WHAT NEEDS TO BE DONE:
All lines in the material containing the word "blue" need to be copied.
_ _ _ _
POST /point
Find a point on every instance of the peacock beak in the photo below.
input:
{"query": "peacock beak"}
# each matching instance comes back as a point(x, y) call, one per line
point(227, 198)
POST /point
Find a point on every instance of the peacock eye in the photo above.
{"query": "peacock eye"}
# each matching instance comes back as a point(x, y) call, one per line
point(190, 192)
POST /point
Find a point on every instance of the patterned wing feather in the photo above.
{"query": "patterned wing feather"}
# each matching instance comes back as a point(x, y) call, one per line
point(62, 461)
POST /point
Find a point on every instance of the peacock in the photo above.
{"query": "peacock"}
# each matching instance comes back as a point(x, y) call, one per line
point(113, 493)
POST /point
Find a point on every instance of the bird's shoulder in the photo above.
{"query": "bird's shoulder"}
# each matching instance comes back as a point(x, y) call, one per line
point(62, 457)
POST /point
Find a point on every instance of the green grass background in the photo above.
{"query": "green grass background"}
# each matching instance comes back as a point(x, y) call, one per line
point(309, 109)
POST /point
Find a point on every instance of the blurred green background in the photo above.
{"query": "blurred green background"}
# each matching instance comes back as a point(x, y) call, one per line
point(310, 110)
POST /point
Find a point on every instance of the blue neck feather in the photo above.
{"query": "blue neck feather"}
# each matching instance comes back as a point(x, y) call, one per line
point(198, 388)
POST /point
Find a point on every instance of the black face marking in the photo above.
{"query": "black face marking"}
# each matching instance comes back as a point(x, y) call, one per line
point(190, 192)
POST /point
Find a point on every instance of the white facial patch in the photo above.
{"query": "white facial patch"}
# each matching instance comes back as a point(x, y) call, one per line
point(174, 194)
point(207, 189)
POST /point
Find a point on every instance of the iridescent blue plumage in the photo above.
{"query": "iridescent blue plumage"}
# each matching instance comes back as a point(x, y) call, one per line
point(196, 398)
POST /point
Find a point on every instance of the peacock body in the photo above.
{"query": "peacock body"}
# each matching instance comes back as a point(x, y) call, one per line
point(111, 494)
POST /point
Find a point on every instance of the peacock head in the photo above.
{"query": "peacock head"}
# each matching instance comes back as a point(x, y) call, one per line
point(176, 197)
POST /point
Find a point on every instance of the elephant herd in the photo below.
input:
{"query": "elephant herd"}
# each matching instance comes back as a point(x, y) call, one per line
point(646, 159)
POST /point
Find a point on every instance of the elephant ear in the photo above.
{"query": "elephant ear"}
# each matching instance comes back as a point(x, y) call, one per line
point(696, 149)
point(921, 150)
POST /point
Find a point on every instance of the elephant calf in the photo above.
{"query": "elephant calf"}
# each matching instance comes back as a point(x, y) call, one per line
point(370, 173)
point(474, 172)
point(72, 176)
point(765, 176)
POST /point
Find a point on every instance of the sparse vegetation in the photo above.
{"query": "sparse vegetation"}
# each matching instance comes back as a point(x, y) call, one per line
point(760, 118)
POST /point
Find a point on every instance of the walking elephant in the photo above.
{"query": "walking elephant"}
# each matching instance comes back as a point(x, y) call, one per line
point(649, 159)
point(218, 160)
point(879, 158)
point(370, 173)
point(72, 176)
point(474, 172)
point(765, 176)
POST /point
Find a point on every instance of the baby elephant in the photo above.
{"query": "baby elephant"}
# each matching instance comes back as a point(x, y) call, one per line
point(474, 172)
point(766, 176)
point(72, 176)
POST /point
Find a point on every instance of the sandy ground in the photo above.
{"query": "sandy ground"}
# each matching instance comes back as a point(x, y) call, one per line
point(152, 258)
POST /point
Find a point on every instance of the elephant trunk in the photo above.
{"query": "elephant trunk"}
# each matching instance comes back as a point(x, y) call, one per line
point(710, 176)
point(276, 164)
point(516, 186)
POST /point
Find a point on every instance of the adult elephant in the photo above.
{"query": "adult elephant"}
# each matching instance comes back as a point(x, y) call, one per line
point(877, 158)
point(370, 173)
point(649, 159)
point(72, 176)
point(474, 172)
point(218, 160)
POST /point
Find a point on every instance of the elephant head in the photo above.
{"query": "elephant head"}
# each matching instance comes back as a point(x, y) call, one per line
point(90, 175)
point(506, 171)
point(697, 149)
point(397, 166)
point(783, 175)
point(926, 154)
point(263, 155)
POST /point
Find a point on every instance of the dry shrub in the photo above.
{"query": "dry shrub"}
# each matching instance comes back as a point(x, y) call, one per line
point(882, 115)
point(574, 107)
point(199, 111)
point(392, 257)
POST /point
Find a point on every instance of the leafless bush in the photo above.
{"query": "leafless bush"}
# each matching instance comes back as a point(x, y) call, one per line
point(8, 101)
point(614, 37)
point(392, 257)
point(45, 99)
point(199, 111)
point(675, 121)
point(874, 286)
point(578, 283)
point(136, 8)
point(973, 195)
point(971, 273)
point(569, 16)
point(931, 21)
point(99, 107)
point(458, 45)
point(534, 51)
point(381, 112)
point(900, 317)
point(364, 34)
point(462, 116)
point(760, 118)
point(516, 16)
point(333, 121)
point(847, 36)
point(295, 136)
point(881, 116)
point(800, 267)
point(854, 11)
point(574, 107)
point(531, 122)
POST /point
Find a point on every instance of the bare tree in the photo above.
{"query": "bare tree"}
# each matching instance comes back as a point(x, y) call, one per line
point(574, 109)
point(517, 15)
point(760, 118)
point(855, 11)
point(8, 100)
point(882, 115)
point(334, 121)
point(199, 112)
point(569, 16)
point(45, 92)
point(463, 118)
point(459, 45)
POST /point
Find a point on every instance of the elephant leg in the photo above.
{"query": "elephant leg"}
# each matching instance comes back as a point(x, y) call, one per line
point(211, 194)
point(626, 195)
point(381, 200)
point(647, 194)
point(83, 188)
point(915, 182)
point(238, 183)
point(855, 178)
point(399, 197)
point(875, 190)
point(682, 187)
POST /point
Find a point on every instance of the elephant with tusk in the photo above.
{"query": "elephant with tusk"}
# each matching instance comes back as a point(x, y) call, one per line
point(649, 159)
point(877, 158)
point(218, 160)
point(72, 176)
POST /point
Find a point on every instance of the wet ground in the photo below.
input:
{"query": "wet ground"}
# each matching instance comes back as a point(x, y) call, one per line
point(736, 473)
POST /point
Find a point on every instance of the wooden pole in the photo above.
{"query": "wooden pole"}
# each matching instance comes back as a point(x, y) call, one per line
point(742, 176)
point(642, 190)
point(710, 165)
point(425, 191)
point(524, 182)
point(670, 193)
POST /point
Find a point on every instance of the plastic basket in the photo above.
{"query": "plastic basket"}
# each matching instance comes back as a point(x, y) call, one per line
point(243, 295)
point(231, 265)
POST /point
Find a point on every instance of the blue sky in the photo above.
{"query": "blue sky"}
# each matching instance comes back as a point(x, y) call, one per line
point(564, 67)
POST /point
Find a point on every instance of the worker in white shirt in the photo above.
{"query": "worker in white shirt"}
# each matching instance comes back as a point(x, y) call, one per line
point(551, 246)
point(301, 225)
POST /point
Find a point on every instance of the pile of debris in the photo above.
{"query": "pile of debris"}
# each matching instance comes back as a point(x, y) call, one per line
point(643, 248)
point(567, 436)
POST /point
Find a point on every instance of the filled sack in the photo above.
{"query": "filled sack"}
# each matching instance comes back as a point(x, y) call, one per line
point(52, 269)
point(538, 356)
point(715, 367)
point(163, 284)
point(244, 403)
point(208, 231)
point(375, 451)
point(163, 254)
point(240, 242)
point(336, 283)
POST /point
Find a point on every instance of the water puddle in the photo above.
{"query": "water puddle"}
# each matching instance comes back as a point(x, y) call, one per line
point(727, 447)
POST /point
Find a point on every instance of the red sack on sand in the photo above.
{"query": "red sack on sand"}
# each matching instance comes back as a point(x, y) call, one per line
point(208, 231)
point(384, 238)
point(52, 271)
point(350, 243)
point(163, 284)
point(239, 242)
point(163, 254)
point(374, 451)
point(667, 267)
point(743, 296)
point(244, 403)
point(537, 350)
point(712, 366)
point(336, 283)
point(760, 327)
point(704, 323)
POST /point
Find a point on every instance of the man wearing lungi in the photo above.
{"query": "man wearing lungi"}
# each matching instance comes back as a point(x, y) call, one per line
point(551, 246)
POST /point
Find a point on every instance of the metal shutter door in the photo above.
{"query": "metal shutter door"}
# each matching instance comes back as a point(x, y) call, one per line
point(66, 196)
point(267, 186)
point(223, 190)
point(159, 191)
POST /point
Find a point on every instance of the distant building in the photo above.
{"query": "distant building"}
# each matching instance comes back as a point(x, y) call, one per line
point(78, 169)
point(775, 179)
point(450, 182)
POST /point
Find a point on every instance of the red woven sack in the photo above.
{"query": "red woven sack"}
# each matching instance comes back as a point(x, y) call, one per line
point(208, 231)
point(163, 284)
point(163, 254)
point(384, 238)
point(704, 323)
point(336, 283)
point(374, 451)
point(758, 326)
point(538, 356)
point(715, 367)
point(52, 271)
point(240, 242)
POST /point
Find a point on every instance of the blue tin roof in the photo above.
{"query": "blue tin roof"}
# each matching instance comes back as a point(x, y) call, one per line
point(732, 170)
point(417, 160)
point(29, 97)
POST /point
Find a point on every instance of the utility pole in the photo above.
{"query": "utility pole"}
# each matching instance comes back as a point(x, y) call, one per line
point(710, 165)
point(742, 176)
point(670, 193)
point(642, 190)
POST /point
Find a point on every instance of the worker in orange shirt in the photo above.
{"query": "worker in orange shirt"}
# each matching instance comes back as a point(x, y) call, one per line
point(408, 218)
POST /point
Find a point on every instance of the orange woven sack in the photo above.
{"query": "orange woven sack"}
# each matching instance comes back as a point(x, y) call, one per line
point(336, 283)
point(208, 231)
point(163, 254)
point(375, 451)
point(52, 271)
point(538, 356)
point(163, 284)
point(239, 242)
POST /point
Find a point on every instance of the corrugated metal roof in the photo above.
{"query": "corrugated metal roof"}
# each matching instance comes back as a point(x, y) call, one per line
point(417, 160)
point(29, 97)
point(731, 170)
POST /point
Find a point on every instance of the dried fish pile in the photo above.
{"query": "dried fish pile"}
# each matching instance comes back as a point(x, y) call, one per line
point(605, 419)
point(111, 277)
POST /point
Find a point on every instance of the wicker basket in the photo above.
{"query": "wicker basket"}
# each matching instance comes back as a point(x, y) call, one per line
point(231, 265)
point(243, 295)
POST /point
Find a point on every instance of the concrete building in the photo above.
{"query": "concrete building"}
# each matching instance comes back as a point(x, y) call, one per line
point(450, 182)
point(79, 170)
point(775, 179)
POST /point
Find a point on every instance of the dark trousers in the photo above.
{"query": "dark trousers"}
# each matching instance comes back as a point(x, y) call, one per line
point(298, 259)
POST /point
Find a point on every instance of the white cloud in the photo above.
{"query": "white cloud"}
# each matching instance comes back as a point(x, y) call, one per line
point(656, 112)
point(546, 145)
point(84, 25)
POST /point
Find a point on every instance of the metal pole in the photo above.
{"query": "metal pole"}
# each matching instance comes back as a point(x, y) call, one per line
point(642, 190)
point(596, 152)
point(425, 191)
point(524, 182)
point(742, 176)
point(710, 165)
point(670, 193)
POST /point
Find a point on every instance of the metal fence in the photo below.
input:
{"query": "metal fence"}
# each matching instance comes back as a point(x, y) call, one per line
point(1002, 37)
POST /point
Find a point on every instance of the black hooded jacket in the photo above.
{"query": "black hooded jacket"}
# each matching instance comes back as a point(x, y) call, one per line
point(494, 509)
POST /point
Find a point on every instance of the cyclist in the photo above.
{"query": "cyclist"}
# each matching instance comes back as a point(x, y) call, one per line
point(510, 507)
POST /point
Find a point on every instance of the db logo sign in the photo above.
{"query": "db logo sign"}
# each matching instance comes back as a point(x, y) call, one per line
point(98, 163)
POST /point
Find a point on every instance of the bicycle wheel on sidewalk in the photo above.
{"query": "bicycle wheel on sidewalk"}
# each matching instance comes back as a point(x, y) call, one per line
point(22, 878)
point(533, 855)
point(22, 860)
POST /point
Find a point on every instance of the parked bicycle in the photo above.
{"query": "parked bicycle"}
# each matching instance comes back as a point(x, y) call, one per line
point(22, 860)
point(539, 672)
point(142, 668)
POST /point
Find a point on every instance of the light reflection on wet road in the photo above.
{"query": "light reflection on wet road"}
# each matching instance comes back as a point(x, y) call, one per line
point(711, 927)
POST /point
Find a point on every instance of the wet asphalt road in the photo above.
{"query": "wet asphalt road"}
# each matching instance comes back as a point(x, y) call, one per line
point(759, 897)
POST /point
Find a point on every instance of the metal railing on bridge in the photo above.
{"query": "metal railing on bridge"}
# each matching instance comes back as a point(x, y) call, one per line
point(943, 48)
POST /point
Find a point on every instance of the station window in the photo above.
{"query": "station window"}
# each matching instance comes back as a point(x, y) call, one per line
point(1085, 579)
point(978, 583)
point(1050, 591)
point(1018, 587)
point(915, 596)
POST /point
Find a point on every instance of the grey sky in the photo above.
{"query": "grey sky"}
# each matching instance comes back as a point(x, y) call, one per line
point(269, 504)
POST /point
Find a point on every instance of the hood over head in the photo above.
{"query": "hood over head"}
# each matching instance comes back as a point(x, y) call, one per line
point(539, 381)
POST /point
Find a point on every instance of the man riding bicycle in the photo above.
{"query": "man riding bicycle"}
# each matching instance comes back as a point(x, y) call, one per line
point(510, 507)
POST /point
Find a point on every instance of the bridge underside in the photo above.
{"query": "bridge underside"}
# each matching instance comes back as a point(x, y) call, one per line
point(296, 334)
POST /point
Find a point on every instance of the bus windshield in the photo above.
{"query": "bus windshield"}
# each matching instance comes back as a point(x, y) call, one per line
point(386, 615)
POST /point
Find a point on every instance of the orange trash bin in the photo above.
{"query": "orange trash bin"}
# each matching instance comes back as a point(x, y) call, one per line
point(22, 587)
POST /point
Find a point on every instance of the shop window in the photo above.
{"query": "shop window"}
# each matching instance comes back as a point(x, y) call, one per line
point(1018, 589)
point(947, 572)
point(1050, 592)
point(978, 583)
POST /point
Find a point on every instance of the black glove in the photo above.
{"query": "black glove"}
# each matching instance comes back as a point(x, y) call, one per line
_ _ _ _
RESPONSE TO THIS TASK:
Find a point on every instance of the blue neck feather in the photo above.
{"query": "blue neck feather"}
Find a point on every instance of the iridescent blue plumage in the photo above.
{"query": "iridescent blue plumage"}
Find a point on every instance of the blue sky in the photo above.
{"query": "blue sky"}
Find a point on every instance of the blue tin roof in the photo above.
{"query": "blue tin roof"}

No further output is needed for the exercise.